## Start DATA RECORDS

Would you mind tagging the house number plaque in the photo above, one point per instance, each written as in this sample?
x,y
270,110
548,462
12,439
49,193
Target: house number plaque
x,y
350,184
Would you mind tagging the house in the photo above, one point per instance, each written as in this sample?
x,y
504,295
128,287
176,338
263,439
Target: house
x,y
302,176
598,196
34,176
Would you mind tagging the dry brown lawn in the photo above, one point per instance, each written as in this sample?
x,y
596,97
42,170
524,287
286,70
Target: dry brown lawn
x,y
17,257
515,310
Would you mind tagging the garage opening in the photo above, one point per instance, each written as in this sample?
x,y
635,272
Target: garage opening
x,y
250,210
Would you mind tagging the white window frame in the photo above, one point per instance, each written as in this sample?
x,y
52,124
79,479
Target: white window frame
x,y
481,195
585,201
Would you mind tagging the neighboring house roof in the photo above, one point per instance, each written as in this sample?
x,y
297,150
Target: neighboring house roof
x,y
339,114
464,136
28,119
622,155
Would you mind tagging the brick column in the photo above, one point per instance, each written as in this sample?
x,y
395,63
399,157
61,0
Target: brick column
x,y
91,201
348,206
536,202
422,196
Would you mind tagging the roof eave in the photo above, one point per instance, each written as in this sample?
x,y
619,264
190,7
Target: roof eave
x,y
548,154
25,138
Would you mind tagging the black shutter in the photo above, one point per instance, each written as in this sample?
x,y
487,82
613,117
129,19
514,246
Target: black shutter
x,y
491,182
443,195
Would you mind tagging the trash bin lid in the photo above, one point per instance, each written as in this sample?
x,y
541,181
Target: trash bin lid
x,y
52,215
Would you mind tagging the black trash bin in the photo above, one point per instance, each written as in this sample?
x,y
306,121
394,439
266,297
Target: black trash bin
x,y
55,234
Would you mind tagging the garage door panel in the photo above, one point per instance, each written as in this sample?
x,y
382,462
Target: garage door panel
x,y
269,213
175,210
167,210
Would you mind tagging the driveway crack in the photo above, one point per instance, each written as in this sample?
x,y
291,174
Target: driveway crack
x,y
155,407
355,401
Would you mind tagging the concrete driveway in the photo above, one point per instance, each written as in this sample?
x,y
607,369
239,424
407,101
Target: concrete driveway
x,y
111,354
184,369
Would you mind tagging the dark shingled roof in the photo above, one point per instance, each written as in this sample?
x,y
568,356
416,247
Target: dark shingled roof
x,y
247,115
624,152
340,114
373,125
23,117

## End DATA RECORDS

### WRITTEN INSTRUCTION
Copy every line of the items above without any changes.

### WRITTEN SOLUTION
Would you mind tagging the house number plaque in the photo above, one point per instance, each written as in this sample?
x,y
270,110
548,462
12,439
49,193
Target: house number plaque
x,y
350,184
Would you mind tagging the house in the photo above, one point per instance, each written as in this sample?
x,y
504,295
128,287
176,338
263,439
Target: house
x,y
302,176
598,196
34,176
Would you mind tagging the dry brown lawn in the photo above, one point per instance, each written as in this sample?
x,y
596,97
42,170
524,287
286,70
Target: dry brown lawn
x,y
17,257
515,310
Would you mind tagging the garage opening in the photo above, one point per instance, each written as in this sample?
x,y
635,272
Target: garage opening
x,y
250,210
Would you mind tagging the white window frame in the photo above, one point per instance, each written as in this sample?
x,y
52,124
79,479
Target: white window frame
x,y
481,195
585,201
Would you mind tagging the neighboring house roof in the photo above, one point per instance, each written as in this sample?
x,y
297,150
Target: neighboring house roof
x,y
339,114
464,136
28,119
622,155
Would you mind tagging the brick column in the photo above, one point per instance, each written as in this sample?
x,y
395,63
399,157
61,0
Target: brick column
x,y
91,201
348,206
536,202
422,196
Would you mind tagging the roof eave in the photo above, one point per instance, each written as in this sample?
x,y
619,264
190,7
Target: roof eave
x,y
548,154
25,138
Would you mind tagging the black shutter in the photo above, one point per instance, each written as in this sample?
x,y
487,82
613,117
129,19
514,246
Target: black shutter
x,y
491,182
443,195
Would you mind tagging the trash bin lid in the photo above, one point per instance, each written as in this sample?
x,y
541,181
Target: trash bin lid
x,y
52,215
Would you mind tagging the black trash bin in the photo above, one point per instance, each written as in this sample?
x,y
306,121
394,439
266,297
Target: black trash bin
x,y
55,234
Would you mind tagging the garage door panel in the photo above, one point per instance, each written as in this sample?
x,y
382,462
Target: garage door panel
x,y
269,213
175,210
167,210
Would you mind tagging the driveway crack in the photo above, one point per instance, each written as in this sample?
x,y
291,174
Target: driveway crack
x,y
155,407
355,401
Would you mind tagging the concrete driveway in the photo above, one point per instance, each written as in this sample?
x,y
607,369
239,424
407,101
Target: concrete driveway
x,y
111,354
184,369
Would you mind tagging the dark shingled roof in the photo above, one point per instance, each written as in this sample?
x,y
568,356
416,247
Target: dark shingled roof
x,y
247,115
624,152
340,114
373,125
23,117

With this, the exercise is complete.